Stated goal>
Reproduce without any change the data between the lines holding "front of house?" and "[[[8,164],[15,156],[15,153],[4,146],[0,146],[0,172],[7,169]]]", inclusive.

Data extract>

# # # #

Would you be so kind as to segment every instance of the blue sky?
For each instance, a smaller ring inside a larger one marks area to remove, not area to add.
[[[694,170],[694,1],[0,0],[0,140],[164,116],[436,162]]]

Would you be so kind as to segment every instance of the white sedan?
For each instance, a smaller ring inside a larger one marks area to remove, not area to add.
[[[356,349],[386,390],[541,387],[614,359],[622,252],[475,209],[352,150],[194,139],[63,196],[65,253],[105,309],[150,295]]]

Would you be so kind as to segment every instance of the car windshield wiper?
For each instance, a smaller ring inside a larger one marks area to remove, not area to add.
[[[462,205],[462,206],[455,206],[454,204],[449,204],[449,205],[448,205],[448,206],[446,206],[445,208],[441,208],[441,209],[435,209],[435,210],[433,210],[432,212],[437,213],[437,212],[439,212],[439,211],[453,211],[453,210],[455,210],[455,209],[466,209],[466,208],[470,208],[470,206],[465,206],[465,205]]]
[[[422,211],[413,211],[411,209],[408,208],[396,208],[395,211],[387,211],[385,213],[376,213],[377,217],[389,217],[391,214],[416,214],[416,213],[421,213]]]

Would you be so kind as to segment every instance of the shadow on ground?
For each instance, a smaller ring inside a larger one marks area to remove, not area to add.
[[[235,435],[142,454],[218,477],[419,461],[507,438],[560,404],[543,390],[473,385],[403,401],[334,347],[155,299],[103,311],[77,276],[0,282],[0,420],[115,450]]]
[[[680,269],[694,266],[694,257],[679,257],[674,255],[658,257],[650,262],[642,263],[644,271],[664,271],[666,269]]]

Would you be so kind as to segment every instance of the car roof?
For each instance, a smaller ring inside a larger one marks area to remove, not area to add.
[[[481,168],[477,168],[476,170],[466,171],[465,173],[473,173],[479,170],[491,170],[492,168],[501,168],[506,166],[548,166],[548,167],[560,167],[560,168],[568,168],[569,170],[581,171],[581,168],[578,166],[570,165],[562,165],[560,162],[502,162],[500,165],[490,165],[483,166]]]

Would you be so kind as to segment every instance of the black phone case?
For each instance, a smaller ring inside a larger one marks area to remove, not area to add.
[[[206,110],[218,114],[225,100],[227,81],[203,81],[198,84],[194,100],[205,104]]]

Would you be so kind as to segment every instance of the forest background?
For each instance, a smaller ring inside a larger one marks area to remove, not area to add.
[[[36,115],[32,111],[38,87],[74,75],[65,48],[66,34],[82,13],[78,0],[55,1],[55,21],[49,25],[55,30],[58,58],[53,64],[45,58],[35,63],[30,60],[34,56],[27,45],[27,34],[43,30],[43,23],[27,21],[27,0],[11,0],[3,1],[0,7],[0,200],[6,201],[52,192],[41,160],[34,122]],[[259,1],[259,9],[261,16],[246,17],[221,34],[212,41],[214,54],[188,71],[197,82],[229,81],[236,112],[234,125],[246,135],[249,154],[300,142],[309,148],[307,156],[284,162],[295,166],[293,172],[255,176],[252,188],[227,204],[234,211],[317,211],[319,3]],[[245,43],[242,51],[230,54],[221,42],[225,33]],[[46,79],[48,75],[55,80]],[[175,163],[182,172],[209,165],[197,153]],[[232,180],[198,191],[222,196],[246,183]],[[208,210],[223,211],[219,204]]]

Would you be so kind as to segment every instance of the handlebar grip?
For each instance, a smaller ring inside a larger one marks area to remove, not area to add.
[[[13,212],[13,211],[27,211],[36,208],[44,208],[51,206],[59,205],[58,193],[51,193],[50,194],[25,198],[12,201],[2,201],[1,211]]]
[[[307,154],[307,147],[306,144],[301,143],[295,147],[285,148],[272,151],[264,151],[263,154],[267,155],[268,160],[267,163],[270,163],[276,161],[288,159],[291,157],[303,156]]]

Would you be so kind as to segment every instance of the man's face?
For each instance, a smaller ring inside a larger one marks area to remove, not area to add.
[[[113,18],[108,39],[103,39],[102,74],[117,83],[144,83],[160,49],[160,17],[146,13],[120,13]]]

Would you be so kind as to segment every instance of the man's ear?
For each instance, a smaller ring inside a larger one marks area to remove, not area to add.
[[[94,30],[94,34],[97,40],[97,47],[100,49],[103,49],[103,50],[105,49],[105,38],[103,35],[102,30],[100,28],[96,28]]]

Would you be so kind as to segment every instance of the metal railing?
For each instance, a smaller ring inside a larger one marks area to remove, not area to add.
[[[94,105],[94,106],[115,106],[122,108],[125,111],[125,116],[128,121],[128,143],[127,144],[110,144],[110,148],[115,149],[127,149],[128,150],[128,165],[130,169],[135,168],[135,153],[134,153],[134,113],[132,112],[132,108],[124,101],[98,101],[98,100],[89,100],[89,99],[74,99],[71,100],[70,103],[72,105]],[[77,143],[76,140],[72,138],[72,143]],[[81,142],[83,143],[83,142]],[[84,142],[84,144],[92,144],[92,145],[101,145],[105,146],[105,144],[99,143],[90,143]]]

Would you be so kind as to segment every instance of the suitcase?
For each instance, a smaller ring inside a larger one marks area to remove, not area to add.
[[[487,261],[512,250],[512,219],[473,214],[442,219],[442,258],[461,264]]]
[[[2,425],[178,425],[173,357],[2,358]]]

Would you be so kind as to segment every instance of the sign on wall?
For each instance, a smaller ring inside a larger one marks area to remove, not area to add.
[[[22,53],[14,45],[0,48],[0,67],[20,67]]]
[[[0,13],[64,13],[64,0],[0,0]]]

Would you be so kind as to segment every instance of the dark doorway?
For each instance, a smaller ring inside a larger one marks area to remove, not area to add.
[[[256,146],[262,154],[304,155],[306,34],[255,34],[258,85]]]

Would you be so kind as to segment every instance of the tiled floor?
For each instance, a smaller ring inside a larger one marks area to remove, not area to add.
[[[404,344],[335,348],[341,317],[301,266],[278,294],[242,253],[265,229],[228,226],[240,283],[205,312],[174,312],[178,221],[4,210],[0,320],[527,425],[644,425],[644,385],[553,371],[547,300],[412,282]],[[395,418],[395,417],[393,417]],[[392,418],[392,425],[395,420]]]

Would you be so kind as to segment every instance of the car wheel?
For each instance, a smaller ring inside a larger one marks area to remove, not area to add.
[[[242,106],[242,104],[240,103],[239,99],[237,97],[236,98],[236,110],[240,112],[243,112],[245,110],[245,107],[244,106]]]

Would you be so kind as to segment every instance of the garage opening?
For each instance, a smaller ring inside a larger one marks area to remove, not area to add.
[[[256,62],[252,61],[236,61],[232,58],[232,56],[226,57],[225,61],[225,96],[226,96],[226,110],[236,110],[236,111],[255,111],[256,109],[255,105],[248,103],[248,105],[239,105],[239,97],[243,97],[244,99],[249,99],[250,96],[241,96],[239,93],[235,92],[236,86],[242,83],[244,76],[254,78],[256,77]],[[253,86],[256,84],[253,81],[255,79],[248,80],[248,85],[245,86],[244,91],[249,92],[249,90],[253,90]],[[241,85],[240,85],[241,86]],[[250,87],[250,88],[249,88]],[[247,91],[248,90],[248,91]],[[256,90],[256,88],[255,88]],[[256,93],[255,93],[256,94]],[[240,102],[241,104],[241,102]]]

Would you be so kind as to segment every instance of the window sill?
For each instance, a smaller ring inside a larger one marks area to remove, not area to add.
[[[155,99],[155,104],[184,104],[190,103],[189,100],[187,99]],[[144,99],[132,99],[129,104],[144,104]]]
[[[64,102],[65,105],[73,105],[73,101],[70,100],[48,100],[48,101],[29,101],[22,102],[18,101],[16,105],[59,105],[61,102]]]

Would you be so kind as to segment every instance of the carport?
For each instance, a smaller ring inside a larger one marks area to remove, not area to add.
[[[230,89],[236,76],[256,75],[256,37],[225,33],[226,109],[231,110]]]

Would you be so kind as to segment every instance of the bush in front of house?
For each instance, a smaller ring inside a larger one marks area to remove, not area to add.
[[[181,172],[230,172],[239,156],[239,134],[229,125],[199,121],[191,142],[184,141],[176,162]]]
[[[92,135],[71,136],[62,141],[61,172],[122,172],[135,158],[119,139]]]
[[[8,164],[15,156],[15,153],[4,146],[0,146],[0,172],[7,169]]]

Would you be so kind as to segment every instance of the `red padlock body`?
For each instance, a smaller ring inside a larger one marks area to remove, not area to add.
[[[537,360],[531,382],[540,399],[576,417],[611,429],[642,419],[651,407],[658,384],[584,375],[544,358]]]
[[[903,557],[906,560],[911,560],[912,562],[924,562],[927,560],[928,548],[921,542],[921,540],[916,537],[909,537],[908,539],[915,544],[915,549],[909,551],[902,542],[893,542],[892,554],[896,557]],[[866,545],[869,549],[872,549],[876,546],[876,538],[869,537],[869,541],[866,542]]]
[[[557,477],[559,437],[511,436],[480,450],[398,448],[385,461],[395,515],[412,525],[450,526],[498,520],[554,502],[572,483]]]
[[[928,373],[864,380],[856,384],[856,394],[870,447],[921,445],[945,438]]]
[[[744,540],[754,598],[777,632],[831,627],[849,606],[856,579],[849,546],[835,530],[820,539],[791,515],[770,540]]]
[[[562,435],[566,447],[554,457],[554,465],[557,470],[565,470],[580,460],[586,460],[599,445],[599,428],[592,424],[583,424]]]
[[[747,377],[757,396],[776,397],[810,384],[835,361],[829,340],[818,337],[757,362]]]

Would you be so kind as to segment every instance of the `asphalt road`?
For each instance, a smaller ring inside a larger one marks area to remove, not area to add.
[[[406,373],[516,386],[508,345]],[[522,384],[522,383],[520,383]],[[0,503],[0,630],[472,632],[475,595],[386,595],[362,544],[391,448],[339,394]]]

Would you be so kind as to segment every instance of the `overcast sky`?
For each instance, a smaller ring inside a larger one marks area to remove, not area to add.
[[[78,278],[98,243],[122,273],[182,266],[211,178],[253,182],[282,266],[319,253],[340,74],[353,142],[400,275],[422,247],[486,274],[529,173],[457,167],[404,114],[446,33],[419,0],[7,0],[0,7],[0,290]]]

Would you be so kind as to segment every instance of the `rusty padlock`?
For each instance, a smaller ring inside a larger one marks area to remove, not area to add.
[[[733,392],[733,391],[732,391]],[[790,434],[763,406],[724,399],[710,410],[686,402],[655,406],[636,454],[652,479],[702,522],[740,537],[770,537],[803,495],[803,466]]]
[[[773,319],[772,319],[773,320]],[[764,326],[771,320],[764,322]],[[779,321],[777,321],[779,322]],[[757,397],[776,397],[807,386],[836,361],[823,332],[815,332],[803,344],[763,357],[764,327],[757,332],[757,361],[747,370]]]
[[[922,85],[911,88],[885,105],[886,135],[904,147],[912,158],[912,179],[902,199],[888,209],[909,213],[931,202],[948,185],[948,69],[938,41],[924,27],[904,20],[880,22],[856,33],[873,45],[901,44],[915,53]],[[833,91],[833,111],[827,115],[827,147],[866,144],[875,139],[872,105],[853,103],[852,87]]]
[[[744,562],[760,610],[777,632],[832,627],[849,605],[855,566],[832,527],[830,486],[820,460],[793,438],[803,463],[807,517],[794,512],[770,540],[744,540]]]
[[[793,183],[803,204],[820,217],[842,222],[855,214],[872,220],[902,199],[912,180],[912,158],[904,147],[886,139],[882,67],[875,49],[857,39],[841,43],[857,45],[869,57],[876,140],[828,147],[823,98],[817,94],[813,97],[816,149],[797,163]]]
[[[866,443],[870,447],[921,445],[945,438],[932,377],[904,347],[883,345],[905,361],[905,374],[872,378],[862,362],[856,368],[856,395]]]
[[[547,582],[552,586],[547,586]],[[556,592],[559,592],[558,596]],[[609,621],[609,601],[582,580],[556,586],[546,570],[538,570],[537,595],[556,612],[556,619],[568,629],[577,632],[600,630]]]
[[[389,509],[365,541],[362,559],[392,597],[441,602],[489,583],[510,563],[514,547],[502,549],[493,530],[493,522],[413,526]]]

# # # #

Problem solution>
Would you be so kind as to segment every instance of the bush in front of house?
For each instance, a smaller ring inside a larger one marks area to remove, not area to add.
[[[181,172],[230,172],[239,156],[239,134],[229,125],[199,121],[191,142],[184,141],[176,162]]]
[[[92,135],[71,136],[62,141],[61,172],[122,172],[135,158],[119,139]]]
[[[8,164],[15,156],[15,153],[4,146],[0,146],[0,172],[7,169]]]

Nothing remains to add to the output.